**Text section**
One of the most unique aspects of the Rare Disease Clinical Research Grants is the mandate to collaborate with a patient advocacy group. “We have noticed that, in order to have a successful research program for rare diseases, we need the involvement of patient advocacy groups. These groups are essential to help with patient recruitment and to act as liaisons between researchers and the group’s constituency of patients and their families,” Dr. Groft said.
In fact, a Coalition of Patient Advocacy Groups has been formed as an arm of the Rare Disease Clinical Research Network.
“The role of advocacy groups has really matured over the last several years,” Dr. Gropman said. “I work closely with an amazing advocacy group in the Urea Cycle Disorders Consortium. They have gone from a grassroots support of families to major partners in research.”
Dr. Gropman credits the group with raising important clinical questions that only those living with affected individuals might be aware of, educating patients and their families about the importance of participation in clinical trials, as well providing financial support and finding philanthropic partners.
“Patient advocates have a vested interest in moving the clinical research process along,” she said.
Another new initiative to facilitate funding for rare diseases is the R.A.R.E. (Rare Disease Advocacy, Research, and Education) Project’s Global Genes Fund, a Web site in development that aims to serve as a clearinghouse for rare disease philanthropy.
“As long as the rare disease community works in their separate disease silos, we can only get so far. ... If we can bring the community together and not focus on an individual disease, we can create a unifying campaign and rare diseases then becomes a huge public health issue, larger than the U.S. AIDS community and equal to that of breast cancer,” said Nicole Boice, founder and president of R.A.R.E.
One part of the Global Genes Fund, which is set to launch in the second quarter of 2011, will showcase innovative scientific research projects that individuals or businesses can contribute to, in donations as small as $25. Initially, Ms. Boice expects to focus on 10-20 research projects.
“As the platform grows and is successful at securing funding, this will catalyze this type of innovative funding,” she said.

**Tasks to complete**
**a.** According to the rare disease research text, when is the Global Genes Fund set to launch?
**b.** List every contribution that Dr. Gropman credits the advocacy group with in the rare disease research text.
**c.** Continue the rare disease research text from its final sentence.
The records that follow have no connection to the rare disease research text.

**Material shown**
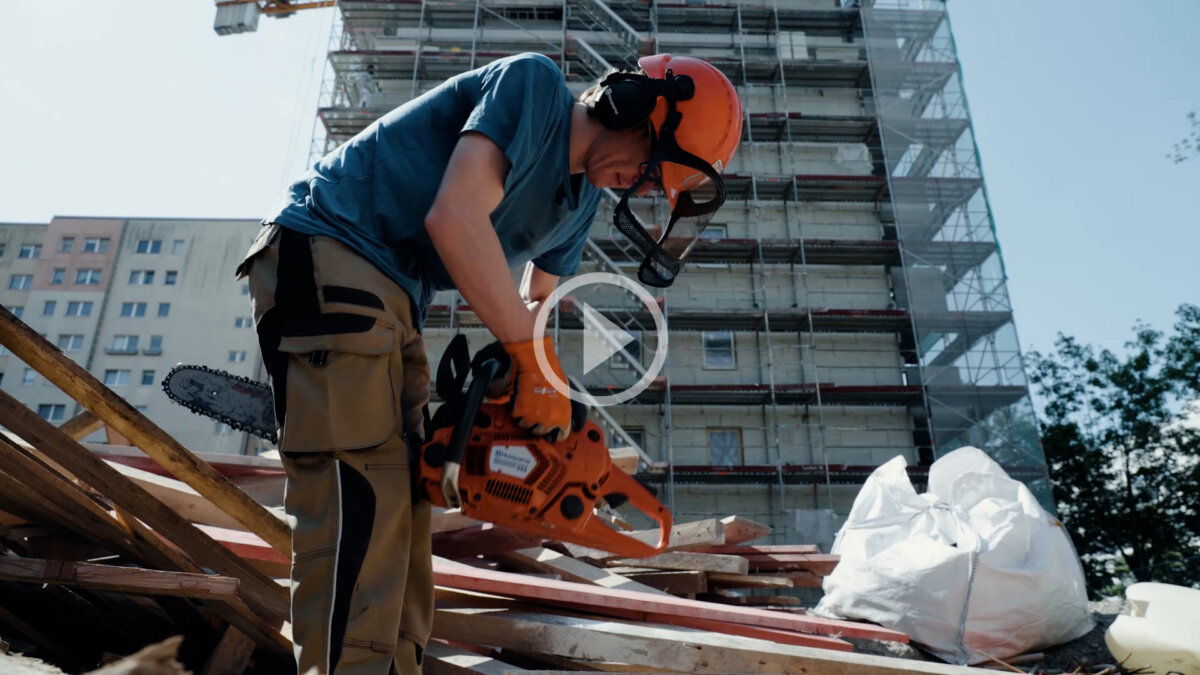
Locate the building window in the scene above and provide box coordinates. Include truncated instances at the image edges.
[83,237,108,253]
[137,239,162,253]
[109,335,138,354]
[37,404,67,422]
[104,370,130,387]
[703,330,737,369]
[59,334,83,352]
[708,429,742,466]
[67,300,91,316]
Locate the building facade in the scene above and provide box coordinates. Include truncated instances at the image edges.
[0,0,1052,543]
[0,217,267,454]
[314,0,1052,542]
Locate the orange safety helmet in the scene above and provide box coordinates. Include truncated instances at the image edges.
[604,54,742,287]
[637,54,742,207]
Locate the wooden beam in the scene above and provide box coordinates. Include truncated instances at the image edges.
[0,306,292,551]
[721,515,772,544]
[613,552,750,574]
[433,608,984,675]
[0,389,289,620]
[492,546,664,595]
[421,640,526,675]
[59,411,104,441]
[106,461,255,530]
[433,560,908,643]
[0,556,238,599]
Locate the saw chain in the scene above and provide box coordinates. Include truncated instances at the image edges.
[162,364,278,443]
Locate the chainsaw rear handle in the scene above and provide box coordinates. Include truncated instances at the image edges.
[445,358,508,464]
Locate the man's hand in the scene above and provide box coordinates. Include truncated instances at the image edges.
[504,338,571,441]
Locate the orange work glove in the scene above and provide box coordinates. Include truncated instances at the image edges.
[504,338,571,441]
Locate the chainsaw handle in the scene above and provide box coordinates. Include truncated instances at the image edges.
[445,359,504,464]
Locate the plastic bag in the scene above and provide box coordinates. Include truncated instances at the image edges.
[814,447,1092,664]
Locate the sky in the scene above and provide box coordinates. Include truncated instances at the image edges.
[0,0,1200,352]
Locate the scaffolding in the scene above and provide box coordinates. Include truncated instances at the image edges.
[314,0,1052,542]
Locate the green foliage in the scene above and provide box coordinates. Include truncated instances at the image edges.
[1030,305,1200,596]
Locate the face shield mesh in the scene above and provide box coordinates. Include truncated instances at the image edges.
[612,145,725,288]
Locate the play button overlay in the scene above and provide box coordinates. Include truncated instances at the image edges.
[580,303,634,375]
[533,271,667,406]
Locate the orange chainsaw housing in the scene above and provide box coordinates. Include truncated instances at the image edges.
[418,404,671,557]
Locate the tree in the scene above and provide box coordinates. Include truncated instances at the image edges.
[1031,305,1200,596]
[1166,110,1200,165]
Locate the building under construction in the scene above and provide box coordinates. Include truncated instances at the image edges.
[0,0,1051,543]
[304,0,1050,540]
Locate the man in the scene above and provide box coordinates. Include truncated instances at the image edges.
[238,49,742,673]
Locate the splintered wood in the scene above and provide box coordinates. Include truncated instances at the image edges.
[0,307,961,674]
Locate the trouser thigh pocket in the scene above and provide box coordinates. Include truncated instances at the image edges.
[280,315,403,453]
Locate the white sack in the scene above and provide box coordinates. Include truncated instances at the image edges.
[814,447,1092,664]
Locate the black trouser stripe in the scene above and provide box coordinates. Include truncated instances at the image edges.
[329,461,376,671]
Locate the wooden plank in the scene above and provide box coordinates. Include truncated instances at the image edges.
[104,461,252,530]
[0,306,292,551]
[433,608,983,675]
[431,522,546,558]
[0,386,289,620]
[708,572,792,589]
[200,626,254,675]
[688,544,821,555]
[0,556,238,599]
[433,560,908,643]
[618,569,708,596]
[721,515,772,544]
[59,410,104,441]
[565,518,725,560]
[744,554,839,577]
[613,551,750,574]
[421,640,526,675]
[492,546,664,595]
[0,437,292,652]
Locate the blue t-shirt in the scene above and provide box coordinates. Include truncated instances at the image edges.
[268,54,600,327]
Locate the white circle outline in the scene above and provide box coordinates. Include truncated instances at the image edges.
[533,271,667,407]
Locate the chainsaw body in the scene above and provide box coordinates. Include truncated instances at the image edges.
[416,335,671,557]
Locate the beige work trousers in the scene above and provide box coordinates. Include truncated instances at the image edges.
[239,226,433,674]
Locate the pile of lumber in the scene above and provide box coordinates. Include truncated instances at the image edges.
[0,307,984,674]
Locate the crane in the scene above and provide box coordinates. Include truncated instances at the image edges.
[212,0,337,35]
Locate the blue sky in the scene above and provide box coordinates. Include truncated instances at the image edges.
[0,0,1200,351]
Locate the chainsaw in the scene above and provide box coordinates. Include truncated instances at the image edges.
[163,335,671,557]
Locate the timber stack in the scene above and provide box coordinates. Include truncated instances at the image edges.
[0,307,984,675]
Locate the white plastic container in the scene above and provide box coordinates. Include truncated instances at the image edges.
[1104,581,1200,675]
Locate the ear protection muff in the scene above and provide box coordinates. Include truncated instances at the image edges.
[588,71,696,131]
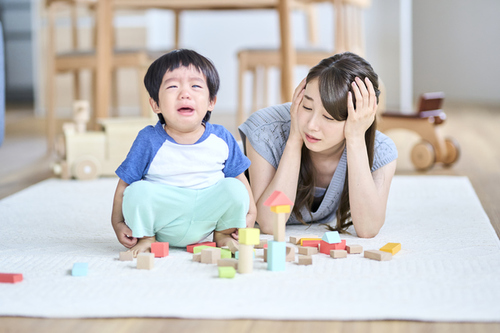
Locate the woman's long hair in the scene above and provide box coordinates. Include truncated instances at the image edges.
[293,52,380,232]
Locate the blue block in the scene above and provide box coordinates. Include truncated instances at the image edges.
[267,241,286,272]
[321,231,341,244]
[71,262,89,276]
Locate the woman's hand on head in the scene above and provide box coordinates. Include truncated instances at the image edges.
[344,77,377,139]
[288,78,306,147]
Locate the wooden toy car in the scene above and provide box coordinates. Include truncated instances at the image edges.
[377,92,460,170]
[53,101,157,180]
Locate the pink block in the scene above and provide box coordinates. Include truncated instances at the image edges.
[302,240,322,247]
[151,242,168,258]
[0,273,23,283]
[319,239,346,255]
[332,239,346,250]
[186,242,216,253]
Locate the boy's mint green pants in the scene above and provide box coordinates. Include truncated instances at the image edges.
[122,178,250,247]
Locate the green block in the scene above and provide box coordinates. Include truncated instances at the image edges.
[219,266,236,279]
[238,228,260,245]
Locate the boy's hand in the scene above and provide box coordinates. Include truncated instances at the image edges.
[113,222,137,249]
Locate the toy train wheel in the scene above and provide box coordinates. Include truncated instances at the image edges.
[411,141,436,171]
[72,156,101,180]
[443,137,460,167]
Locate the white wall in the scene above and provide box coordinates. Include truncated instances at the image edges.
[413,0,500,105]
[147,0,406,112]
[37,0,500,113]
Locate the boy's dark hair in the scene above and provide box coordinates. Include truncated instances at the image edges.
[144,49,220,124]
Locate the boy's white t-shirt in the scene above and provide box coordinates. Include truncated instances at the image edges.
[116,122,250,189]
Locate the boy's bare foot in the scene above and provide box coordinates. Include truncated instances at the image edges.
[214,229,236,247]
[127,236,156,258]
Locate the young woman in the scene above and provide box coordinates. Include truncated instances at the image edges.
[239,52,397,237]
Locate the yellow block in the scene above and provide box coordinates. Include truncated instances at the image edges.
[238,228,260,245]
[300,238,321,246]
[380,243,401,255]
[271,205,290,214]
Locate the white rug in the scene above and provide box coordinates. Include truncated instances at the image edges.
[0,176,500,321]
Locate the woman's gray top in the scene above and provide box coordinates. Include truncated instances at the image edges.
[238,103,398,224]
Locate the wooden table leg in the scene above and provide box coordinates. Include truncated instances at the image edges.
[278,0,297,102]
[91,0,113,129]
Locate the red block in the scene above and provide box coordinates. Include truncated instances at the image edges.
[186,242,216,253]
[0,273,23,283]
[151,242,168,258]
[302,240,322,247]
[319,239,346,255]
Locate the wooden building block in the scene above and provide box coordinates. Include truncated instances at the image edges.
[120,251,134,261]
[201,247,221,264]
[273,213,286,242]
[380,243,401,255]
[71,262,89,276]
[220,249,233,259]
[330,250,347,259]
[219,266,236,279]
[137,253,155,269]
[289,235,319,245]
[151,242,169,258]
[234,249,255,259]
[186,242,216,253]
[321,231,340,244]
[299,246,318,256]
[227,239,239,254]
[298,256,312,265]
[267,241,286,272]
[255,239,267,249]
[345,244,363,254]
[0,273,23,283]
[238,228,260,245]
[300,238,321,247]
[286,245,295,261]
[365,250,392,261]
[217,258,238,269]
[238,243,254,274]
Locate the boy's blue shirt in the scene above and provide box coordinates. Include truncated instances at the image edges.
[116,122,250,189]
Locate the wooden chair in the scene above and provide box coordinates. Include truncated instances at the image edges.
[377,92,460,170]
[46,0,160,151]
[237,0,371,125]
[237,49,332,125]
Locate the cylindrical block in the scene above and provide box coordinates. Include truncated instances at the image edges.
[238,244,253,274]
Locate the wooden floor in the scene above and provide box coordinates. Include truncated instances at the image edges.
[0,105,500,333]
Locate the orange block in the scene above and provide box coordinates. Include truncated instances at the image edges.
[300,238,322,247]
[380,243,401,255]
[186,242,216,253]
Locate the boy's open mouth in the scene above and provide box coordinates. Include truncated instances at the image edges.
[177,107,194,114]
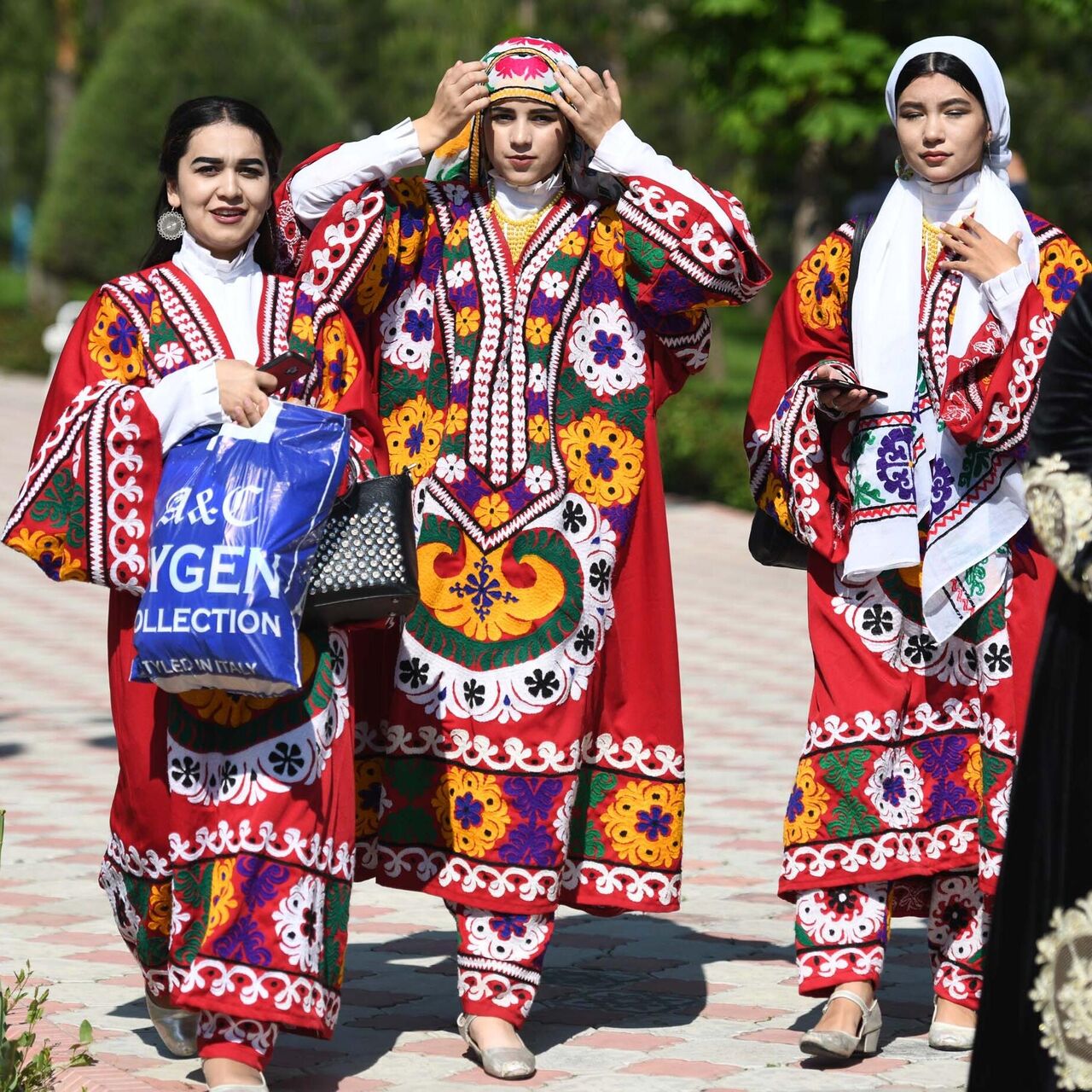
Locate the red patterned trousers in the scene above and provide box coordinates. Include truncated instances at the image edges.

**Results of the tasks**
**a.** It is set to launch in the second quarter of 2011.

**b.**
- Raising important clinical questions that only those living with affected individuals might be aware of
- Educating patients and their families about the importance of participation in clinical trials
- Providing financial support
- Finding philanthropic partners

**c.**
Using Neurogenetics in Practice
Genetic testing can be helpful for diagnosing some neurologic disorders, but there is a “bewildering” maze of tests available, Dr. Gropman said. Vendors have put together pre-determined panels for whole exome sequencing of some disorders, such as spinal cerebellar ataxia or disorders associated with mental disabilities.
“Using a panel, you can test for a number of different genes simultaneously, but you cannot separate them,” she said.
Also coming to market are “designer” panels that allow clinicians to pick and choose which genes to target, but they require knowing a priori which mutation to focus on.
“While the technology has exploded, knowing which test to order can be baffling for many clinicians who do not have extensive backgrounds in genetics. If we find a variant but don’t know its significance, it opens up a diagnostic conundrum,” Dr. Gropman said. The field is still in flux, so many other questions must be resolved, such as how to deal with difficult or unanticipated results and whether technology and interpretation need to be standardized.
Genotyping is not just a black-and-white issue, according to Dr. Huentelman. In addition to the knowledge of a patient’s mutation status, genotyping results must also take into consideration the risk of developing clinical symptoms and the ethical and pragmatic issues that knowledge raises for patients and physicians.
As a first step, neurologists should begin educating themselves about the new technologies, potential applications, and shortcomings, by attending sessions on neurogenetics at annual professional meetings or more specialized conferences. While commercial vendors may provide varying degrees of advice about test selection, creating a professional relationship with a geneticist or genetic counselor might provide access to the most up-to-date information and options.
“You need someone fully entrenched in the field of human genetics,” said Dr. Huentelman, who advocates creating a genetics team to sort through the maze of data that can be generated by a genetic analysis.
As a specialist in translational medicine, Dr. Huentelman focuses on understanding the genetic cause of disease and then translating this information into new diagnostic tests and therapeutics. While new DNA sequencing methods are quickly making the first goal a reality, accomplishing the second goal still remains “hopes and dreams,” he said. The ultimate goal of genetic mapping is to personalize medicine by shifting clinical practice from that based on clinical symptoms to that tailored to an individual’s genetic make-up, but broad gaps in knowledge remain. The hope is to develop pharmaceuticals to correct the deficiency caused by a particular mutation or to use genetic testing to preselect patients who might benefit from a particular therapy, similar to the ongoing work on apolipoprotein E genotype status and Alzheimer’s disease.